* _What is required_
Update the records below by replacing every "cabinet door" with "cupboard door", and leave everything else unchanged.

# start of Records supplied

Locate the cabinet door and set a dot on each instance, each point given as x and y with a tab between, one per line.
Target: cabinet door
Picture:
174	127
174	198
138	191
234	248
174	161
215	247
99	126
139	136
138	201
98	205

# end of Records supplied

* _Solution for this exercise_
Locate the cupboard door and set a dot on each instance, each point given as x and y with a tab between, one per line.
Target: cupboard door
Picture:
174	127
174	198
138	191
234	248
174	161
215	247
99	126
139	136
138	201
98	205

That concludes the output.